Written exercise |
Restate the entries below verbatim.
-- Start of The records --
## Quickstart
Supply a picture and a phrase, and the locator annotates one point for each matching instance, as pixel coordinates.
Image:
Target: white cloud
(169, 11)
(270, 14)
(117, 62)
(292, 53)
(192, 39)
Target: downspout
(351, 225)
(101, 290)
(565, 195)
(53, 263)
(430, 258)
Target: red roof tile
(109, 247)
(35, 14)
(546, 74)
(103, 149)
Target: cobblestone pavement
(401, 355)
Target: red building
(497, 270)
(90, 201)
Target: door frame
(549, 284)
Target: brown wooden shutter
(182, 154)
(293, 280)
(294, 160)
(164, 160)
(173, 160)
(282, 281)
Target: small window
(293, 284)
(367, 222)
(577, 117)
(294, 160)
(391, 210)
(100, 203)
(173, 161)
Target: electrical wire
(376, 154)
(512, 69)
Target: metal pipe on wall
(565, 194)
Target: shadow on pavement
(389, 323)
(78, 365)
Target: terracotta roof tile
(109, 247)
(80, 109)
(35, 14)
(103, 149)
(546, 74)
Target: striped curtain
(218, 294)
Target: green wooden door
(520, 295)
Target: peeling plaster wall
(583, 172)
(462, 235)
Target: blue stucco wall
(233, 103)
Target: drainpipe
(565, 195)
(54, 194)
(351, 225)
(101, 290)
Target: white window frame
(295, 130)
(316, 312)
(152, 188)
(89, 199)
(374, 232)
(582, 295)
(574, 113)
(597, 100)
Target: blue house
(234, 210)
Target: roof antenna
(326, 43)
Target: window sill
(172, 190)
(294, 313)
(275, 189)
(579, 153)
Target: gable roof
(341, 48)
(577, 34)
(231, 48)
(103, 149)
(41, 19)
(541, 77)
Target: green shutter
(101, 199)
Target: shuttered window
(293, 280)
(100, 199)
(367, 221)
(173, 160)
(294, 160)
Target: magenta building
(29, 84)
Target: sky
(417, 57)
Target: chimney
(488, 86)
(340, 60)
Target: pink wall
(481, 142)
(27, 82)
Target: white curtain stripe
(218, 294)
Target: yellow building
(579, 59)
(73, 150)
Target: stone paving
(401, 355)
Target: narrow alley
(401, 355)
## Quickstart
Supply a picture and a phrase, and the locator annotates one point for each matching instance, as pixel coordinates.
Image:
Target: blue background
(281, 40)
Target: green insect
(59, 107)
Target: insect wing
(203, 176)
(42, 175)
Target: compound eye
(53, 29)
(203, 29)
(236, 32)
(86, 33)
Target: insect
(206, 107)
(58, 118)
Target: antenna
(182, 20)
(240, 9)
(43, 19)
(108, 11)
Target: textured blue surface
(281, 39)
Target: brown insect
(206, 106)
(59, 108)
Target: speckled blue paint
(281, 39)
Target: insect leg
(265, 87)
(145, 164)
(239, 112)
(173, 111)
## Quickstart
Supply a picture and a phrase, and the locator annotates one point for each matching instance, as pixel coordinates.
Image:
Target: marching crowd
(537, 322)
-- End of The records --
Exercise output |
## Quickstart
Supply a picture and a phrase, and the locator annotates one point for each matching instance, as pixel coordinates.
Image:
Target: white cloud
(169, 11)
(270, 14)
(117, 62)
(292, 53)
(192, 39)
Target: downspout
(351, 225)
(101, 290)
(565, 195)
(53, 263)
(430, 258)
Target: red roof tile
(109, 247)
(35, 14)
(546, 74)
(103, 149)
Target: cobblestone pavement
(401, 355)
Target: red building
(497, 270)
(90, 201)
Target: door frame
(549, 284)
Target: brown wooden shutter
(182, 154)
(293, 280)
(294, 160)
(164, 160)
(173, 160)
(282, 281)
Target: small window
(293, 284)
(367, 222)
(577, 117)
(294, 160)
(391, 210)
(100, 203)
(173, 161)
Target: electrical wire
(376, 154)
(512, 69)
Target: metal pipe on wall
(565, 194)
Target: shadow on pavement
(389, 323)
(78, 365)
Target: terracotta roof tile
(109, 247)
(80, 109)
(35, 14)
(103, 149)
(546, 74)
Target: striped curtain
(218, 294)
Target: green wooden door
(520, 295)
Target: peeling plaster wall
(583, 172)
(462, 235)
Target: blue stucco wall
(233, 103)
Target: drainpipe
(565, 195)
(54, 194)
(351, 225)
(101, 290)
Target: white window frame
(295, 130)
(316, 312)
(152, 188)
(89, 199)
(374, 232)
(582, 295)
(574, 113)
(597, 100)
Target: blue house
(234, 210)
Target: roof antenna
(326, 43)
Target: window sill
(172, 190)
(294, 313)
(275, 189)
(579, 153)
Target: gable roof
(341, 48)
(577, 34)
(231, 48)
(103, 149)
(41, 19)
(541, 77)
Target: green shutter
(101, 199)
Target: shuttered window
(293, 280)
(100, 199)
(367, 221)
(173, 160)
(294, 160)
Target: magenta building
(29, 84)
Target: sky
(417, 57)
Target: chimney
(488, 86)
(340, 60)
Target: pink wall
(481, 142)
(27, 82)
Target: white curtain stripe
(218, 294)
Target: yellow building
(579, 59)
(73, 150)
Target: stone paving
(401, 355)
Target: narrow alley
(401, 355)
## Quickstart
Supply a picture and a phrase, and the locator annotates one point for each matching instance, as pixel coordinates.
Image:
Target: blue background
(281, 40)
Target: green insect
(59, 107)
Target: insect wing
(203, 176)
(42, 175)
Target: compound eye
(53, 29)
(203, 29)
(236, 32)
(86, 33)
Target: insect
(206, 107)
(58, 118)
Target: antenna
(182, 20)
(240, 9)
(43, 19)
(108, 11)
Target: textured blue surface
(281, 39)
Target: brown insect
(206, 106)
(59, 108)
Target: speckled blue paint
(281, 39)
Target: insect leg
(265, 87)
(145, 164)
(239, 112)
(173, 111)
## Quickstart
Supply a picture and a phrase, and the locator annotates one point for each matching instance, as pixel coordinates.
Image:
Target: marching crowd
(537, 322)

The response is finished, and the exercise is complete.